* [Task requirements]:
Render the stretch of rows from the start through the line containing "92 92 L 103" as a numbered list, skipping blank lines.

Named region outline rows
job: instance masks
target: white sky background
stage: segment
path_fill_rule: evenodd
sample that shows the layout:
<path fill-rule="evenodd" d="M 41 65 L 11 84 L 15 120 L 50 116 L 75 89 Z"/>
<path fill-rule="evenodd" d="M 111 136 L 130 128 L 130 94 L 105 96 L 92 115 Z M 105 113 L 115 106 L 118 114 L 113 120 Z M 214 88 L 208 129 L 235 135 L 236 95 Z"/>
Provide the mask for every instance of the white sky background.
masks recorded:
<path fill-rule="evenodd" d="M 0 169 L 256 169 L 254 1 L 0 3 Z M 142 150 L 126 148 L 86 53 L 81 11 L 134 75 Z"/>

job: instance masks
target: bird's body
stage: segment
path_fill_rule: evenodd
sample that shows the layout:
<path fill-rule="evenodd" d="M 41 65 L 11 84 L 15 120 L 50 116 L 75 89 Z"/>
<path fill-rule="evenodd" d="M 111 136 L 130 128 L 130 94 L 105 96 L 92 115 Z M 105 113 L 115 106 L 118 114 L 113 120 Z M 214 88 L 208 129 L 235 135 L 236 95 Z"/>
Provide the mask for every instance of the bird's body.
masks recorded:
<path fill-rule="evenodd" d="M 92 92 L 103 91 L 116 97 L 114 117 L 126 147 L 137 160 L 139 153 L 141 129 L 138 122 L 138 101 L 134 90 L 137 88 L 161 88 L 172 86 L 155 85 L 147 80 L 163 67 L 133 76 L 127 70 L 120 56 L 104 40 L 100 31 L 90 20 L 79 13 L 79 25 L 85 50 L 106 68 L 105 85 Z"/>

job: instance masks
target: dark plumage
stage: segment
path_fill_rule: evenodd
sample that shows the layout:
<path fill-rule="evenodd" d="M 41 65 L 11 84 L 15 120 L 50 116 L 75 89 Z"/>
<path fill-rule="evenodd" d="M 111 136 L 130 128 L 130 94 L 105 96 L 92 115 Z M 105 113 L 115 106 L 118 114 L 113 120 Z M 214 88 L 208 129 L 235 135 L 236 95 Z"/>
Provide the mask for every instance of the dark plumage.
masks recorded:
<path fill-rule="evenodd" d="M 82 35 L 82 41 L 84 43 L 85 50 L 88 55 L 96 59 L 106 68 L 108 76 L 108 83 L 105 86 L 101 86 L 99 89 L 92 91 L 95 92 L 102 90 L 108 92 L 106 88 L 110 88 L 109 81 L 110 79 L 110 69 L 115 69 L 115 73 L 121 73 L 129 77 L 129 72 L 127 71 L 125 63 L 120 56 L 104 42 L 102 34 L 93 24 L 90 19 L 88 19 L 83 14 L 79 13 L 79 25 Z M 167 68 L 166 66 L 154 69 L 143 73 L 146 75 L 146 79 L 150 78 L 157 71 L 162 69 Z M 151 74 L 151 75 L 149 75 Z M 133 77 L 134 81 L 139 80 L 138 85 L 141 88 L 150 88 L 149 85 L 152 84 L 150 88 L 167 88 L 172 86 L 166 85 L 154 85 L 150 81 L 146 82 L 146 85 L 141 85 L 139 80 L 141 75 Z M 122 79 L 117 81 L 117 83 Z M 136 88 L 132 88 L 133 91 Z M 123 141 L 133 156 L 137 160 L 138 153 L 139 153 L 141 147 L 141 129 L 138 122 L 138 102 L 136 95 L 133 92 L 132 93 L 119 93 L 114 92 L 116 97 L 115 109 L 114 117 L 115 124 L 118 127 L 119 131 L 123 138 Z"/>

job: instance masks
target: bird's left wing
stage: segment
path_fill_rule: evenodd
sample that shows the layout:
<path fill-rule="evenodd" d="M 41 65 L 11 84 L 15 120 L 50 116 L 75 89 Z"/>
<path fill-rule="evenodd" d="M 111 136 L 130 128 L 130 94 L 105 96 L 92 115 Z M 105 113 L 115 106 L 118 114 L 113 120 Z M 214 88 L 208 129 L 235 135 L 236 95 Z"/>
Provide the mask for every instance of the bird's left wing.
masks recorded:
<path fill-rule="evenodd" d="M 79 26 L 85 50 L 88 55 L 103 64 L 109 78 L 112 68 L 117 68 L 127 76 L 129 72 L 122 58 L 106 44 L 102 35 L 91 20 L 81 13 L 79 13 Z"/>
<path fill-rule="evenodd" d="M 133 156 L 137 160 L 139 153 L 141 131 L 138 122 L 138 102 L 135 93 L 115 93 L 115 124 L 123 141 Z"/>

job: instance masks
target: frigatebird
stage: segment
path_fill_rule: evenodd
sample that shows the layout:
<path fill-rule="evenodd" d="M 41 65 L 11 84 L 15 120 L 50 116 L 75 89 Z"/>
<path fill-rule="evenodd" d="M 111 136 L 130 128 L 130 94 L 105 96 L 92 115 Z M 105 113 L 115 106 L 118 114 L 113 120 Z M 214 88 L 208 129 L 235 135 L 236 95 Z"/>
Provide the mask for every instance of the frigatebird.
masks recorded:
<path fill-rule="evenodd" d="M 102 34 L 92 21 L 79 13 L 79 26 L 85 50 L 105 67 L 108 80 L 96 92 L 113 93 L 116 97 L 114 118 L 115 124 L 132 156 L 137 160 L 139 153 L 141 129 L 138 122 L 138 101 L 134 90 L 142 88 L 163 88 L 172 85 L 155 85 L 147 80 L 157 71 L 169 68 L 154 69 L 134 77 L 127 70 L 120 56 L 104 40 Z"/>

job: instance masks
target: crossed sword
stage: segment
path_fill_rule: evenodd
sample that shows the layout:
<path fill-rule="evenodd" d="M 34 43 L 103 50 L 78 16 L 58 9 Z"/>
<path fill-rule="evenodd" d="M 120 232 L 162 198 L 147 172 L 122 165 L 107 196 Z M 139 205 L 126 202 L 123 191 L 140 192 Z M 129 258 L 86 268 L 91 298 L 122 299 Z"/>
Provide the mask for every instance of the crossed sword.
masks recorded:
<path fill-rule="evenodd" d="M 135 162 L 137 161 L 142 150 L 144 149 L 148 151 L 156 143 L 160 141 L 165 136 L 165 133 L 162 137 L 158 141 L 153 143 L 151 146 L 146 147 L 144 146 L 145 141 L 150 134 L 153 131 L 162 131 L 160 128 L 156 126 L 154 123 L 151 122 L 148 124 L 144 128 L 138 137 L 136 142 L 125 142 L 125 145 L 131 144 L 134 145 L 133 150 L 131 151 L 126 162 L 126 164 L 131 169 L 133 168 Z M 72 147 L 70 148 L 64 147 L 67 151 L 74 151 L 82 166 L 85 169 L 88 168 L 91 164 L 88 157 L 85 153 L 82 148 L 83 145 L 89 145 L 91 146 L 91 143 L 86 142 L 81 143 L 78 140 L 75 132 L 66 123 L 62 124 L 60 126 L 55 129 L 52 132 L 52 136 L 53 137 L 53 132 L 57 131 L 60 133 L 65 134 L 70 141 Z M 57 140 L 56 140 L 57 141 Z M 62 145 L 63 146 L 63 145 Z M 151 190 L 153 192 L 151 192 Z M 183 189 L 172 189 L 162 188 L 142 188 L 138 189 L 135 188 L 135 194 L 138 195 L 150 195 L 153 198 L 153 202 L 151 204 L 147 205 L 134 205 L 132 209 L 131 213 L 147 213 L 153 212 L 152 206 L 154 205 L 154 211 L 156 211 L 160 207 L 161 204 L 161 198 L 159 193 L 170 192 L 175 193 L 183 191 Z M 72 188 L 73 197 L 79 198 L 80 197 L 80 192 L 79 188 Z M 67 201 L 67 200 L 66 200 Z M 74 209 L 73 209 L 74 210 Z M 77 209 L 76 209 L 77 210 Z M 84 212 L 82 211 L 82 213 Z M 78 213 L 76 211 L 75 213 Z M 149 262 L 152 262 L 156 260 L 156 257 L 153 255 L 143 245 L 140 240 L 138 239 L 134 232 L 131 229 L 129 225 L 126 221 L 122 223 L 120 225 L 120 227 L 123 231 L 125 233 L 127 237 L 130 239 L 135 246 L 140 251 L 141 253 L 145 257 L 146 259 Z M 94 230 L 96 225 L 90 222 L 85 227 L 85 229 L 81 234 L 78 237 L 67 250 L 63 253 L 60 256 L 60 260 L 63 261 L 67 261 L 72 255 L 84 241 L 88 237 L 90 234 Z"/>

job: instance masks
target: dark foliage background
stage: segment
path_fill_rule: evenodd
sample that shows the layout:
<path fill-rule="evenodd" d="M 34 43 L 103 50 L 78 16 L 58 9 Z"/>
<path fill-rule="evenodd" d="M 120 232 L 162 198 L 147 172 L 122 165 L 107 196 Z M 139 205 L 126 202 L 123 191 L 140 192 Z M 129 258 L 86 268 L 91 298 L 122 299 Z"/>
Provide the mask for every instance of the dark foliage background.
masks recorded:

* [The solution]:
1. job: instance masks
2. target: white sky background
3. stage: segment
4. path_fill_rule: evenodd
5. sample that shows the layout:
6. <path fill-rule="evenodd" d="M 41 65 L 11 84 L 15 120 L 50 116 L 75 89 Z"/>
7. <path fill-rule="evenodd" d="M 111 136 L 130 128 L 130 94 L 105 96 L 92 115 Z M 105 113 L 115 106 L 118 114 L 113 120 Z M 214 88 L 208 129 L 235 135 L 236 95 Z"/>
8. Provide the mask for every instance of the white sky background.
9. masks recorded:
10. <path fill-rule="evenodd" d="M 0 169 L 256 169 L 254 1 L 0 3 Z M 142 150 L 126 148 L 86 53 L 81 11 L 134 75 Z"/>
11. job: instance masks
12. target: bird's body
13. stage: segment
14. path_fill_rule: evenodd
15. sample that shows the layout:
16. <path fill-rule="evenodd" d="M 41 65 L 11 84 L 15 120 L 50 116 L 75 89 Z"/>
17. <path fill-rule="evenodd" d="M 111 136 L 130 128 L 130 94 L 105 96 L 92 115 Z M 105 113 L 115 106 L 118 114 L 113 120 Z M 214 88 L 208 129 L 235 135 L 236 95 Z"/>
18. Provide the mask for every instance of the bird's body.
19. masks recorded:
20. <path fill-rule="evenodd" d="M 92 92 L 103 91 L 116 97 L 114 117 L 126 147 L 137 160 L 139 153 L 141 129 L 138 122 L 138 101 L 134 90 L 137 88 L 161 88 L 172 86 L 155 85 L 147 80 L 163 67 L 133 76 L 127 70 L 120 56 L 104 40 L 100 31 L 90 20 L 79 13 L 79 25 L 85 50 L 106 68 L 105 85 Z"/>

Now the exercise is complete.